**Stated task**
Write out all the data again, exactly as it stands.

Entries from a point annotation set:
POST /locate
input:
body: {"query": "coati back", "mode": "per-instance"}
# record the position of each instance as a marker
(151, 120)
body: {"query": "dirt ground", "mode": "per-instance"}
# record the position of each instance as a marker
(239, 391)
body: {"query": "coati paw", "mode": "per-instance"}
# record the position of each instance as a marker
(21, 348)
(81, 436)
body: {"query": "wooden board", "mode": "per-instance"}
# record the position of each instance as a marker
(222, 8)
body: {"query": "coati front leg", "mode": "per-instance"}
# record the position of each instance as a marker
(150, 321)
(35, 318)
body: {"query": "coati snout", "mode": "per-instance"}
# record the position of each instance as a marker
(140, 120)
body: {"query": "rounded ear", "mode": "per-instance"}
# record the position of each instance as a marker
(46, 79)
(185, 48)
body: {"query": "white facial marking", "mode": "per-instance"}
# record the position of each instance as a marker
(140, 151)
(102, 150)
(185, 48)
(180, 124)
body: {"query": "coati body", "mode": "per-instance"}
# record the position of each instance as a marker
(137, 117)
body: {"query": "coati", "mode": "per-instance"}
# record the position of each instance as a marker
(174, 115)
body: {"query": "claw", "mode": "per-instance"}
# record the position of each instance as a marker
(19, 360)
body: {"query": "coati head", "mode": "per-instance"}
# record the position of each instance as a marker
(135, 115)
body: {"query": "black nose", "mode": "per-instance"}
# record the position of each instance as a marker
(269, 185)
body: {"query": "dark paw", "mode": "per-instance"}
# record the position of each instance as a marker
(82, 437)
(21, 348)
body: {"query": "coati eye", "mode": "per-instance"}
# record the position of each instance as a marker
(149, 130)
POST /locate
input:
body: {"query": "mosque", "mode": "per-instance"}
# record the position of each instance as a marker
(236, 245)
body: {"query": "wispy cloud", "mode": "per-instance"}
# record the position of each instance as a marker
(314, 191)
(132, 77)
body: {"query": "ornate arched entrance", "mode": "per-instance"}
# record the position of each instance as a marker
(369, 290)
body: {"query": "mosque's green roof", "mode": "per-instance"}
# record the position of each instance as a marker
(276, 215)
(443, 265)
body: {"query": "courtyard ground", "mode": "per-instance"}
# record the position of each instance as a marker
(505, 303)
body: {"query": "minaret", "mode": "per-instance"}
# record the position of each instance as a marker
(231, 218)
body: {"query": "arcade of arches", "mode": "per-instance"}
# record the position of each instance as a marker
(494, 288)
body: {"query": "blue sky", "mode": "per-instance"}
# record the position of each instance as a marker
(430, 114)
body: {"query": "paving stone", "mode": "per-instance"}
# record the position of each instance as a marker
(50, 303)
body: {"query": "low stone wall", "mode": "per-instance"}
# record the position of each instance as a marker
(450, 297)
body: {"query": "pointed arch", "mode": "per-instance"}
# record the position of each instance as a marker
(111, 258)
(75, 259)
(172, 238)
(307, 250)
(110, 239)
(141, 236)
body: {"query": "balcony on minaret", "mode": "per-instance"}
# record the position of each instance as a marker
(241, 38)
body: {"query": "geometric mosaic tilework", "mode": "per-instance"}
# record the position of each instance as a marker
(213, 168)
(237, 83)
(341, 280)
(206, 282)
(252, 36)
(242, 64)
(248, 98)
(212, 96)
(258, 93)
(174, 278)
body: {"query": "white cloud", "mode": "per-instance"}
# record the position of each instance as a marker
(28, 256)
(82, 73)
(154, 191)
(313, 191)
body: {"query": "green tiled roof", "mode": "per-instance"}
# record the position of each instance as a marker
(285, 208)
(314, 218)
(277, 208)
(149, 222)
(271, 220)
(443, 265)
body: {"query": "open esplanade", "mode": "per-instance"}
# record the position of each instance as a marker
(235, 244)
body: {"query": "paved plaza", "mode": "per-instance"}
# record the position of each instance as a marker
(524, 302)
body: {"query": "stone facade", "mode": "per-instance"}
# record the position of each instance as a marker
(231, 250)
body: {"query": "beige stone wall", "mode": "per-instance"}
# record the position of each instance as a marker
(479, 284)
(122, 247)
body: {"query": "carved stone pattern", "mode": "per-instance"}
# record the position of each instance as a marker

**Result of the task**
POST /locate
input:
body: {"query": "coati back", "mode": "per-instance"}
# record the position of each instance as a marker
(151, 120)
body: {"query": "dirt ground", "mode": "per-instance"}
# record the position of each instance as a marker
(239, 391)
body: {"query": "coati paw", "mode": "per-instance"}
# record the position of each instance as a marker
(21, 348)
(81, 436)
body: {"query": "wooden board", "mode": "per-instance"}
# record the position of each instance as a marker
(222, 8)
body: {"query": "coati front leg", "mode": "per-instance"}
# record the position of each instance as a marker
(150, 321)
(35, 318)
body: {"query": "coati snout", "mode": "per-instance"}
# record the position of each instance as a marker
(140, 120)
body: {"query": "rounded ear", "mode": "per-instance"}
# record the position of each instance as a marker
(46, 79)
(185, 48)
body: {"query": "white facial marking", "mode": "per-instance"}
# record the position of each instance as a marker
(140, 151)
(102, 150)
(185, 48)
(180, 124)
body: {"query": "coati body", "mode": "per-instance"}
# record the position of each instance as a marker
(137, 117)
body: {"query": "coati", "mode": "per-instance"}
# record the position of each instance as a marker
(174, 115)
body: {"query": "claw", "mode": "per-instance"}
# record the position of each instance as a marker
(19, 360)
body: {"query": "coati head", "mode": "per-instance"}
# record the position of each instance as a marker
(135, 115)
body: {"query": "black nose", "mode": "per-instance"}
# record the position of each instance as a marker
(269, 185)
body: {"query": "dark paw", "mode": "per-instance"}
# record the position of each instance as a marker
(82, 437)
(21, 348)
body: {"query": "coati eye", "mode": "per-instance"}
# record the position of each instance as a marker
(149, 130)
POST /locate
input:
body: {"query": "mosque", "mode": "per-instance"}
# record the position of each instance as a marker
(236, 245)
body: {"query": "wispy cloud", "mode": "per-instance"}
# record the position of each instance as a marker
(314, 191)
(132, 77)
body: {"query": "ornate arched entrance", "mode": "per-instance"}
# record the position of each instance as a marker
(369, 290)
body: {"query": "mosque's green roof", "mode": "per-instance"}
# record the position of each instance as a marker
(276, 215)
(443, 265)
body: {"query": "courtyard ground", "mode": "per-instance"}
# record the position of each instance as a marker
(505, 303)
body: {"query": "minaret", "mode": "per-instance"}
# record the position of each instance as a marker
(231, 218)
body: {"query": "arcade of arches", "mode": "per-instance"}
# record the position of each instance as a marker
(494, 288)
body: {"query": "blue sky", "mode": "per-instance"}
# record the position of each instance as a marker
(430, 114)
body: {"query": "paving stone", "mode": "per-instance"}
# record the position of each instance as a marker
(50, 303)
body: {"query": "low stone wall", "mode": "per-instance"}
# record the position of each instance as a marker
(450, 297)
body: {"query": "pointed arch", "mode": "per-instance"}
# record the position of each instance as a marker
(111, 258)
(75, 259)
(172, 238)
(307, 250)
(110, 239)
(141, 236)
body: {"query": "balcony on minaret", "mode": "per-instance"}
# record the position of each instance as a marker
(241, 38)
body: {"query": "geometric mosaic tilework", "mode": "per-instance"}
# record the position of each instance as a marker
(213, 168)
(237, 83)
(341, 280)
(206, 282)
(252, 36)
(242, 64)
(248, 98)
(212, 96)
(258, 93)
(174, 278)
body: {"query": "white cloud", "mode": "per-instance"}
# record the position of each instance as a marker
(28, 256)
(82, 73)
(154, 191)
(313, 191)
body: {"query": "green tiled roof", "mode": "per-instance"}
# record the position of each instance as a marker
(285, 208)
(314, 218)
(277, 208)
(149, 222)
(271, 220)
(443, 265)
body: {"query": "open esplanade", "mode": "per-instance"}
# record the position of each instance as a marker
(235, 244)
body: {"query": "paved plaza", "mode": "per-instance"}
# record the position of each instance as a marker
(524, 302)
body: {"query": "stone facade", "mode": "per-instance"}
# record the position of each instance as a marker
(231, 250)
body: {"query": "beige stone wall", "mode": "per-instance"}
# record the position of each instance as a marker
(479, 284)
(122, 247)
body: {"query": "carved stone pattern", "mode": "per-instance"}
# record the position of each instance as a marker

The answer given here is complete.